> _Data shown_:
•••••

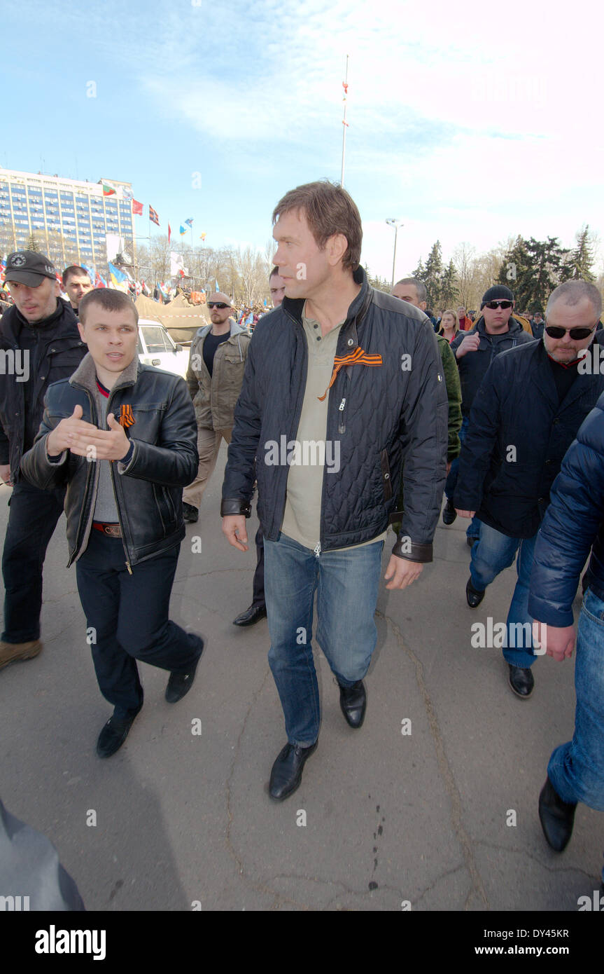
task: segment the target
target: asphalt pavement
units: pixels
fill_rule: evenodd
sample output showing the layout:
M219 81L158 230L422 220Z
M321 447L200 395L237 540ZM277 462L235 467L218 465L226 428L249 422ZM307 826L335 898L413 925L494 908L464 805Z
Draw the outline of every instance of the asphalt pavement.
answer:
M94 747L111 707L59 521L44 573L44 652L0 672L7 808L53 841L89 910L576 912L599 887L602 816L580 805L559 855L537 816L550 754L573 731L574 659L540 657L521 700L501 650L471 645L473 623L505 621L515 571L470 610L461 518L439 523L418 581L403 592L382 583L360 730L345 724L315 646L319 745L300 789L268 798L286 738L266 621L232 625L252 600L257 520L245 554L227 544L225 463L223 444L172 593L171 618L206 642L195 685L168 704L167 674L140 665L144 708L105 761ZM0 488L3 532L9 494ZM384 571L393 543L389 535Z

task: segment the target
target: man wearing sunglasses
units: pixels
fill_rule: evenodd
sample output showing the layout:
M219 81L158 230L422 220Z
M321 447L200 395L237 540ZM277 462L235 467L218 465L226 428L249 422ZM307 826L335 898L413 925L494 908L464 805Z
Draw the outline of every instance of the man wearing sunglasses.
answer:
M509 287L495 284L482 295L480 315L471 331L461 332L451 343L451 351L457 360L461 383L461 411L463 421L459 438L463 443L470 422L470 411L479 386L484 378L491 360L501 352L514 349L516 345L533 341L532 335L523 330L522 324L513 318L514 294ZM443 510L444 524L452 524L457 514L453 505L453 495L457 484L459 460L454 460L444 484L446 504ZM480 525L473 519L466 532L468 544L472 547L478 540Z
M189 391L197 421L197 475L183 491L185 520L195 524L223 437L231 442L233 412L239 396L250 334L231 313L231 299L220 291L208 296L211 325L199 328L191 346L187 372Z
M466 599L476 609L486 586L518 552L502 649L510 687L523 699L534 687L528 594L537 532L564 454L604 393L599 369L581 366L582 354L592 356L600 310L597 287L585 281L567 281L551 292L543 341L493 361L474 400L461 450L455 507L461 516L480 520ZM538 655L546 650L542 645Z

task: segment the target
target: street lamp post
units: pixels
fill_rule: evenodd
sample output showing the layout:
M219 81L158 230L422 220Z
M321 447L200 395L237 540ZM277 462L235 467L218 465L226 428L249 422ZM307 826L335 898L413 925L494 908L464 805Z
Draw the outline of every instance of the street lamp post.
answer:
M397 223L394 217L389 217L386 220L389 227L394 227L394 256L392 258L392 287L394 287L394 269L397 262L397 237L399 234L399 227L405 226L404 223Z

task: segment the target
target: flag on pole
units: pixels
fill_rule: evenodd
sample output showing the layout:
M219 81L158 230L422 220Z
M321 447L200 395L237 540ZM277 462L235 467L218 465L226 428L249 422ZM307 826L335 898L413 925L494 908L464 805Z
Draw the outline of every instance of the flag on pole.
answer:
M111 278L112 286L118 291L124 291L127 294L128 289L128 279L125 274L116 267L115 264L107 264L109 268L109 277Z

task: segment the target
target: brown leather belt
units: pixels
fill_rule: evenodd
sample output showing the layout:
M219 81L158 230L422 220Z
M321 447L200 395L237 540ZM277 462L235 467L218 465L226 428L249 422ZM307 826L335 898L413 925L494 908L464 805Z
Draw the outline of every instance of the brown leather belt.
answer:
M109 538L122 538L122 528L119 524L104 524L102 521L92 521L92 527L102 531Z

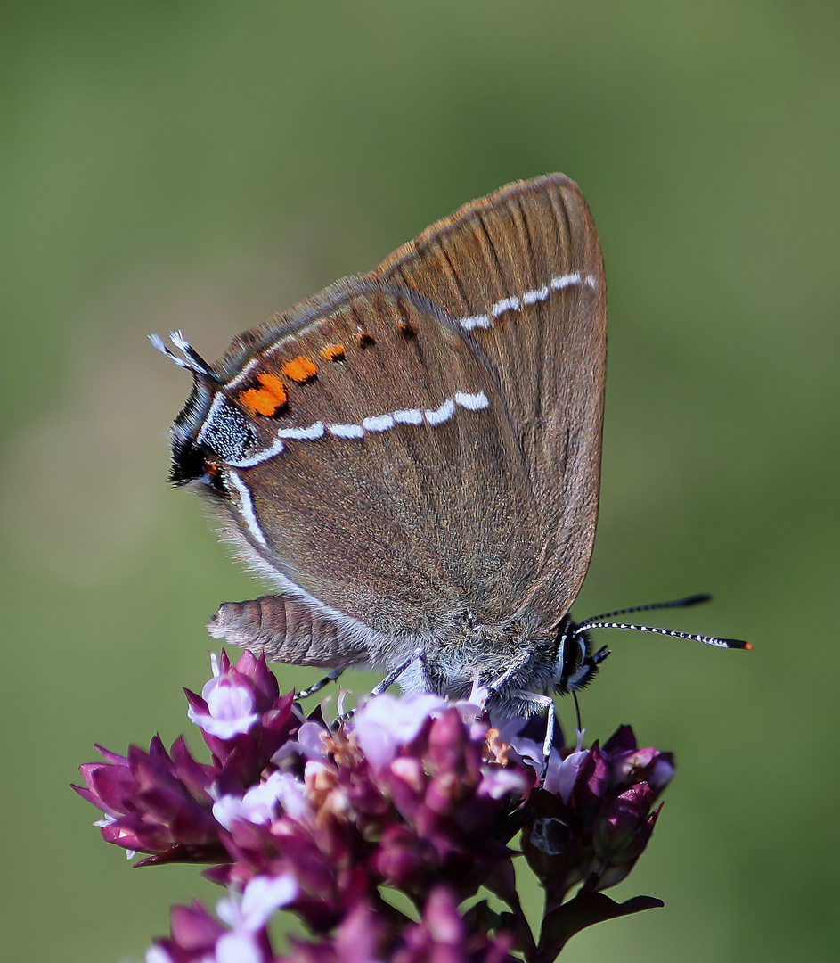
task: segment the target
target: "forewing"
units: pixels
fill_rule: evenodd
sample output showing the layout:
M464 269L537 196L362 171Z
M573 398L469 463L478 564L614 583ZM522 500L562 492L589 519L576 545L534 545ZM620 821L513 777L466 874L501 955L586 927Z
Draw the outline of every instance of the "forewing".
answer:
M391 637L446 636L468 609L509 616L539 533L504 398L438 314L351 278L244 335L251 355L259 339L245 377L222 365L227 404L259 401L272 377L288 388L220 469L252 560ZM303 360L315 372L295 381Z
M197 389L179 419L193 446L179 456L211 450L209 490L250 560L348 619L357 649L471 619L548 628L592 550L604 323L577 188L510 185L241 335L214 368L220 391ZM266 611L229 612L229 638L262 639ZM273 654L301 660L287 648Z
M540 533L518 600L556 621L595 538L606 287L592 217L562 174L508 185L395 251L371 276L431 299L484 359L527 466ZM482 534L477 552L493 533Z

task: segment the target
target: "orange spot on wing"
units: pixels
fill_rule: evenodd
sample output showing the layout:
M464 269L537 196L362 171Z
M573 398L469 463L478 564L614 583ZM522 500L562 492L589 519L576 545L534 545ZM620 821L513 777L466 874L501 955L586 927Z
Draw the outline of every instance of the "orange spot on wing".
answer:
M287 361L283 365L283 374L291 377L293 381L302 384L318 374L318 368L312 363L312 358L305 358L302 355Z
M286 385L276 375L261 372L257 380L262 388L248 388L240 394L240 401L253 415L270 417L277 414L289 400Z
M257 380L267 391L270 391L272 395L276 395L281 404L286 403L288 399L286 385L279 377L277 377L276 375L269 375L265 371L260 372L260 374L257 375Z

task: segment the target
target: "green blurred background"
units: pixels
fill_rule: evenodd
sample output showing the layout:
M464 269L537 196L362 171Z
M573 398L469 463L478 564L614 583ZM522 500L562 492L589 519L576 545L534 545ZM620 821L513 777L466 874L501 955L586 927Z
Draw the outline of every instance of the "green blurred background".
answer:
M575 613L710 590L660 624L755 643L609 637L590 734L632 722L679 764L614 893L667 907L568 954L836 959L840 8L40 0L2 18L5 958L139 958L171 902L218 895L194 868L132 871L67 789L94 742L191 728L204 622L260 591L166 484L189 378L145 335L183 327L216 357L463 201L563 170L611 312Z

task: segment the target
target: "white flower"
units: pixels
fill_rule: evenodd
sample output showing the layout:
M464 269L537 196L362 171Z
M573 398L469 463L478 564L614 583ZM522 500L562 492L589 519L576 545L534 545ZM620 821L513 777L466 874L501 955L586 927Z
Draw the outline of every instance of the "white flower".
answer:
M230 676L219 675L215 657L213 678L202 689L201 696L207 703L207 712L197 712L191 706L187 715L191 722L218 739L232 739L248 732L260 717L254 712L250 689L234 682Z
M244 795L220 796L213 805L213 815L225 829L230 829L234 820L260 825L274 819L278 803L287 815L294 818L309 812L306 787L289 772L272 772Z
M375 768L387 766L397 748L410 742L430 716L448 705L439 695L427 694L369 699L353 716L353 731L368 762Z

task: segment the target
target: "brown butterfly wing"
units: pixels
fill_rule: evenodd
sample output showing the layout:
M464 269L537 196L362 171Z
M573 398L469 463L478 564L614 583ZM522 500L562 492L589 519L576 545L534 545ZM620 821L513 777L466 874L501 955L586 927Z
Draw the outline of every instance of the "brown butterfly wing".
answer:
M267 543L252 549L307 596L388 636L445 634L468 602L502 617L539 515L504 401L461 333L365 278L335 286L314 319L306 305L266 333L261 372L280 376L290 358L322 359L337 344L344 354L318 361L282 412L257 421L264 449L278 429L320 424L322 436L232 469ZM465 394L485 406L453 403ZM378 429L382 418L394 424ZM237 531L248 532L228 486Z
M600 472L606 285L580 190L563 174L508 185L427 228L373 275L479 319L466 337L498 385L541 517L517 580L520 610L556 621L589 564ZM504 309L511 299L519 306Z
M367 645L379 662L395 639L445 638L468 610L487 624L554 624L592 551L604 329L592 220L577 188L548 175L468 204L369 274L240 336L216 366L233 405L259 375L282 377L298 357L317 366L282 410L253 416L256 448L278 430L326 429L222 466L233 529L286 599L225 607L215 634L336 664L344 650L358 661ZM266 643L293 599L323 623L308 655L286 629Z

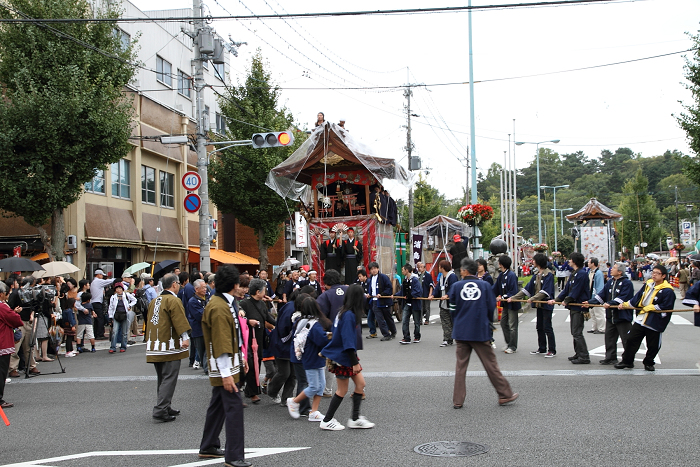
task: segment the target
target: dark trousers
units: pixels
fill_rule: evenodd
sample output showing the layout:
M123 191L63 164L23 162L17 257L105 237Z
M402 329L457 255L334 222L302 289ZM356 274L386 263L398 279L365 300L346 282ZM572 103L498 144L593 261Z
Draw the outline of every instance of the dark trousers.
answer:
M5 380L7 379L7 374L10 372L11 356L11 354L0 355L0 404L5 402L3 399L5 395Z
M617 339L622 339L622 348L627 348L627 338L629 337L632 323L620 321L613 324L612 319L605 320L605 359L617 360Z
M507 304L503 306L503 314L501 315L503 339L509 348L518 350L518 320L520 319L518 310L509 310L507 307Z
M306 380L306 370L304 370L304 365L301 363L292 363L294 367L294 374L297 376L297 396L301 394L304 389L309 386L309 382ZM285 401L286 402L286 401ZM303 401L299 402L299 413L309 413L311 411L311 402L309 398L304 398Z
M430 321L430 300L422 300L421 306L423 308L423 320Z
M199 360L199 363L202 365L202 370L205 372L207 371L207 353L204 351L204 336L200 337L193 337L192 338L192 347L195 348L195 351L197 353L197 359Z
M637 355L639 346L642 345L642 340L647 340L647 354L642 360L645 365L654 365L654 358L659 354L661 349L661 333L653 329L645 328L641 324L634 323L627 335L627 345L622 353L622 362L628 365L634 364L634 356Z
M282 390L280 397L282 402L285 402L289 397L292 397L297 379L288 358L276 358L275 362L277 363L277 373L267 385L267 395L274 398Z
M104 339L105 337L105 313L102 309L102 302L95 302L92 304L92 310L97 315L95 318L95 339Z
M423 312L419 307L413 307L413 305L403 306L403 314L401 315L401 330L403 331L404 340L411 340L411 326L409 323L411 321L411 317L413 317L413 337L420 340L422 313Z
M552 312L537 308L537 324L535 328L537 329L538 350L540 352L549 350L556 354L557 343L554 340L554 329L552 328ZM547 341L549 341L549 348L547 348Z
M175 394L177 377L180 374L180 360L170 362L156 362L153 364L158 376L158 386L156 387L157 399L153 407L154 417L164 417L168 415L170 403Z
M486 370L486 374L491 381L498 397L500 399L505 399L513 395L513 390L508 383L508 380L501 373L501 369L498 367L498 362L496 361L496 354L491 348L490 342L473 342L473 341L457 341L457 349L455 354L457 357L457 363L455 368L455 385L454 392L452 394L452 403L455 405L464 404L464 399L467 397L467 367L469 366L469 358L471 357L472 350L476 352L476 355L481 360L481 364Z
M588 355L588 346L586 338L583 337L583 313L580 311L570 311L569 319L571 320L571 337L574 338L574 352L579 360L590 360Z
M372 311L374 311L374 319L377 320L377 326L384 337L393 336L396 334L396 325L394 317L391 316L391 308L388 306L378 307L372 303Z
M240 392L228 392L223 386L214 386L204 422L200 450L221 448L221 428L226 422L226 448L224 460L231 463L245 459L243 450L243 399Z

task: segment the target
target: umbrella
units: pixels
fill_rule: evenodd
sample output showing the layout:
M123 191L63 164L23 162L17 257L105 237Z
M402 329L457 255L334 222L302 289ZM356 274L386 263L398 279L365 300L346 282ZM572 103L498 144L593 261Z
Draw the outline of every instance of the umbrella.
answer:
M170 266L173 266L173 269L175 269L174 266L176 264L180 264L180 262L175 261L174 259L163 260L160 263L156 264L156 267L153 269L153 274L158 274L159 272L165 273L165 270L169 269Z
M42 269L41 264L27 258L11 256L0 259L0 271L40 271Z
M44 264L44 271L37 271L32 274L34 277L44 277L44 276L62 276L63 274L72 274L74 272L80 271L80 268L74 264L67 261L51 261L50 263ZM43 275L36 276L35 274L43 272Z
M136 263L132 264L128 268L124 270L122 274L134 274L135 272L141 271L142 269L146 269L147 267L150 267L151 263Z

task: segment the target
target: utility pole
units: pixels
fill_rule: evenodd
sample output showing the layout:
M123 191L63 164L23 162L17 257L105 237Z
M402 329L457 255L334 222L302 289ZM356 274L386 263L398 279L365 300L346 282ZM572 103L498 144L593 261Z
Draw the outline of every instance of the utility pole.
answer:
M213 46L212 28L204 24L202 0L192 0L194 21L194 90L197 104L197 173L202 178L199 187L199 197L202 198L202 207L199 208L199 270L211 271L209 256L209 177L207 172L207 128L204 122L204 60L202 45L205 38L211 38ZM209 44L207 44L208 46ZM212 50L213 52L213 50Z
M406 125L406 152L408 153L408 170L410 171L412 169L412 159L411 159L411 151L413 150L413 142L411 141L411 94L413 91L411 91L411 85L409 84L406 87L406 91L404 92L404 96L406 96L407 100L407 105L406 105L406 120L407 120L407 125ZM408 189L408 235L410 237L411 235L411 230L413 229L413 185Z

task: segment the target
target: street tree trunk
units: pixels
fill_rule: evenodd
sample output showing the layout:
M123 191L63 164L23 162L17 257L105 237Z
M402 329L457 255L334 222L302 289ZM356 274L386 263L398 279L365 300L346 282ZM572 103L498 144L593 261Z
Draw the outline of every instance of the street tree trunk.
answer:
M260 229L255 229L255 235L258 237L258 250L260 255L258 256L258 261L260 261L260 270L267 271L267 266L269 260L267 259L267 244L265 243L265 234Z
M65 220L63 217L63 208L54 209L51 214L51 235L42 226L37 226L41 243L44 245L44 251L48 253L50 261L64 261L66 255L64 253L66 243Z

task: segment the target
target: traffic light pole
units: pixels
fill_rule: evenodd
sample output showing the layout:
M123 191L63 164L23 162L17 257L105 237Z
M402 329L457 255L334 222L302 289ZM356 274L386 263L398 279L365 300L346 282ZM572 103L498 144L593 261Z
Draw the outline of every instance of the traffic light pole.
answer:
M199 270L211 271L211 258L209 255L209 177L206 148L207 128L204 122L204 58L200 50L201 32L205 28L202 0L192 0L192 13L197 19L194 21L196 38L194 40L194 89L195 102L197 104L197 173L202 179L199 187L199 197L202 199L202 207L199 209Z
M408 170L411 170L411 150L413 142L411 141L411 86L406 88L406 99L408 104L406 107L406 151L408 152ZM408 189L408 237L411 240L411 230L413 230L413 185Z

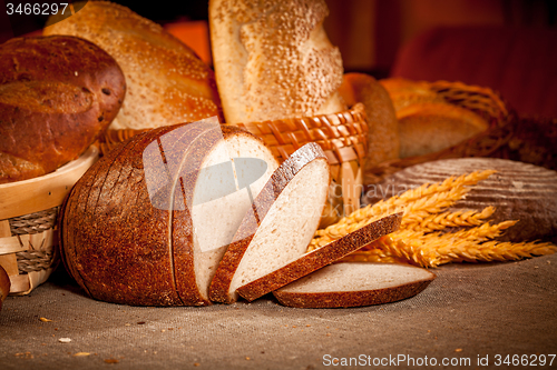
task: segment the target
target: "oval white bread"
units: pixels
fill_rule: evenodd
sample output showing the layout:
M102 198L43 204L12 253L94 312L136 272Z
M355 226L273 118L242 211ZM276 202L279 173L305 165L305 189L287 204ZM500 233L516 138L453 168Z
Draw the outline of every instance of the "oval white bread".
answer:
M61 256L91 297L134 306L211 303L212 274L252 203L246 189L196 201L211 182L204 170L231 158L266 162L265 173L250 184L255 197L278 164L258 138L238 128L197 132L180 124L136 136L71 190L60 224ZM197 139L182 140L186 136Z
M237 288L306 251L323 212L329 181L329 162L314 142L278 167L218 266L209 288L212 301L236 301Z
M341 308L381 304L413 297L436 276L397 263L341 262L328 266L273 292L296 308Z

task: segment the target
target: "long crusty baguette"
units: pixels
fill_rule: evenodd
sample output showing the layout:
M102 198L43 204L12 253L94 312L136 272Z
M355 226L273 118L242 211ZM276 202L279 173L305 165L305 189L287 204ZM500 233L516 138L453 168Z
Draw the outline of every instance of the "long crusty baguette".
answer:
M45 34L89 40L121 67L128 93L111 129L147 129L221 114L214 73L186 44L126 7L88 1Z
M10 277L6 270L0 266L0 310L2 309L2 302L10 292Z
M329 190L329 162L307 143L273 173L246 213L209 288L211 300L232 303L236 289L303 254Z
M77 159L118 113L124 74L109 54L68 36L0 46L0 183Z
M70 274L104 301L209 304L209 281L251 206L247 189L235 188L243 181L231 158L265 163L247 184L253 197L278 167L260 139L233 127L163 127L115 148L77 182L62 211ZM228 172L212 170L223 163ZM226 191L212 199L215 176L234 188L214 189Z
M283 266L275 269L267 269L266 274L256 280L247 281L240 287L237 291L243 298L253 301L254 299L343 258L375 239L397 231L400 227L401 219L402 214L397 213L367 224L320 249L291 259ZM250 259L247 259L244 263L255 263L255 261L250 261Z
M413 297L436 276L395 263L341 262L328 266L273 292L278 302L297 308L381 304Z
M343 111L339 49L323 0L211 0L218 92L227 123Z

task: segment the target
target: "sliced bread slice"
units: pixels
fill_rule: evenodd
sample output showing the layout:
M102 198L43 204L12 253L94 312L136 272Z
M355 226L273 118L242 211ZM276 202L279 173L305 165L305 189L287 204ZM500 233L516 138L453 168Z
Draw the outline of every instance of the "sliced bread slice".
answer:
M246 282L240 287L237 291L240 296L248 301L253 301L263 294L272 292L315 270L331 264L378 238L397 231L400 227L401 219L402 213L395 213L375 222L371 222L320 249L305 254L299 254L290 261L286 261L283 266L268 271L265 276Z
M381 304L413 297L436 276L398 263L341 262L328 266L273 292L278 302L296 308Z
M316 143L295 151L273 173L245 214L211 282L213 301L305 253L325 204L330 172Z

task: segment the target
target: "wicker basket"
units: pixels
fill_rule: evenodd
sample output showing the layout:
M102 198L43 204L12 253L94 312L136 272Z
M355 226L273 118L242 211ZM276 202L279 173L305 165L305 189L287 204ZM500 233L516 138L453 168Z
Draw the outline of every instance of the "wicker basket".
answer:
M321 146L331 164L333 184L339 184L341 190L333 187L336 200L334 204L328 203L331 217L323 219L322 226L360 208L362 169L368 152L368 119L362 103L333 114L232 126L263 139L280 162L307 142ZM100 151L107 153L118 143L145 131L148 130L108 130L100 140Z
M368 169L373 183L407 167L449 158L500 157L499 151L512 138L518 117L505 101L488 88L468 86L461 82L423 82L431 91L447 102L473 111L489 123L483 132L444 150L419 157L391 160ZM368 174L367 173L367 174Z
M58 210L97 158L91 146L52 173L0 184L0 264L10 277L10 294L31 292L56 268Z

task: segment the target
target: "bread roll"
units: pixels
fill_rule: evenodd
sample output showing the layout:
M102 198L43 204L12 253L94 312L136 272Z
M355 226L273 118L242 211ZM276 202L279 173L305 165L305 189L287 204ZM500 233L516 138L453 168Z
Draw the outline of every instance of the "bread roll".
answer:
M265 163L248 183L245 158ZM229 172L211 170L221 164ZM252 204L246 187L256 197L277 167L260 139L233 127L178 124L135 136L71 190L61 212L62 261L95 299L209 304L211 279Z
M399 120L400 158L450 148L489 128L482 117L449 103L427 82L405 79L380 82L389 92Z
M473 186L452 210L476 210L494 206L489 221L519 220L497 238L502 241L547 240L557 242L557 172L522 162L494 158L438 160L409 167L374 186L364 198L367 203L401 194L426 182L440 182L451 176L496 170Z
M323 0L211 0L216 81L227 123L343 111L339 49Z
M88 1L45 34L87 39L120 64L128 93L110 129L140 130L221 114L211 68L159 24L126 7Z
M274 262L274 268L270 269L268 266L266 267L266 274L255 280L246 279L247 281L244 282L244 286L238 288L238 293L248 301L253 301L263 294L270 293L287 283L305 277L315 270L340 260L341 258L383 236L387 236L388 233L397 231L400 227L401 219L402 213L383 217L319 249L295 256L293 260L292 258L290 260L283 259L283 266L276 266L276 262ZM281 241L277 240L277 242ZM304 246L307 247L307 243ZM258 266L264 264L264 260L258 262ZM267 263L268 262L270 261L267 261ZM246 261L246 264L252 264L251 270L256 270L255 261L251 263ZM263 269L260 268L260 271L261 270ZM244 274L244 277L247 277L247 274Z
M363 183L370 183L370 173L365 170L378 163L399 158L399 122L391 98L381 83L364 73L345 73L339 92L349 106L356 102L365 106L369 147Z
M109 54L68 36L0 46L0 183L78 158L116 117L126 92Z
M427 82L412 81L402 78L389 78L379 81L383 88L389 92L394 111L420 103L440 102L446 101L432 91Z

•••••

> _Written request_:
Reproduce verbatim the stretch from the start of the items through the line that contains "M466 599L476 609L486", omitting the pictures from your answer.

> _Problem solution_:
task: segment the target
target: asphalt pavement
units: pixels
fill_rule: evenodd
sample output showing the layout:
M219 81L158 230L422 220Z
M321 447L200 395L237 540ZM277 462L235 467L218 465L226 428L249 422ZM307 826L335 898L413 925L494 908L464 805Z
Draw the outline of every instance of the asphalt pavement.
answer:
M94 747L111 707L59 521L44 573L44 652L0 672L7 808L53 841L89 910L576 912L599 887L602 816L580 805L559 855L537 816L550 754L573 731L574 659L540 657L521 700L501 650L471 645L473 623L505 621L515 571L470 610L461 518L439 523L418 581L403 592L382 583L360 730L345 724L315 646L319 745L300 789L268 798L286 738L266 621L232 625L252 600L257 520L245 554L227 544L225 463L223 444L172 593L171 618L206 642L195 685L168 704L167 674L140 665L144 708L105 761ZM0 488L3 532L9 494ZM384 571L393 543L389 535Z

task: segment the target
target: man wearing sunglasses
units: pixels
fill_rule: evenodd
sample output showing the layout:
M219 81L158 230L422 220Z
M321 447L200 395L237 540ZM277 462L235 467L218 465L226 428L249 422ZM307 826L335 898L413 925L494 908L464 805Z
Draw the outline of every instance of the man wearing sunglasses.
answer:
M509 287L495 284L482 295L480 315L471 331L461 332L451 343L451 351L457 360L461 383L461 411L463 421L459 438L463 443L470 422L470 411L479 386L484 378L491 360L501 352L514 349L516 345L533 341L532 335L523 330L522 324L513 318L514 294ZM443 510L444 524L452 524L457 514L453 505L453 495L457 484L459 460L454 460L444 484L446 504ZM480 525L473 519L466 532L468 544L472 547L478 540Z
M189 391L197 421L197 475L183 491L185 520L195 524L223 437L231 442L233 412L239 396L250 334L231 313L231 299L220 291L208 296L211 325L199 328L191 346L187 372Z
M466 599L476 609L486 586L518 552L502 649L510 687L523 699L534 687L528 594L537 532L564 454L604 393L599 369L581 366L582 354L592 356L600 310L597 287L585 281L567 281L551 292L543 341L493 361L474 400L461 450L455 507L461 516L480 520ZM538 655L546 650L542 645Z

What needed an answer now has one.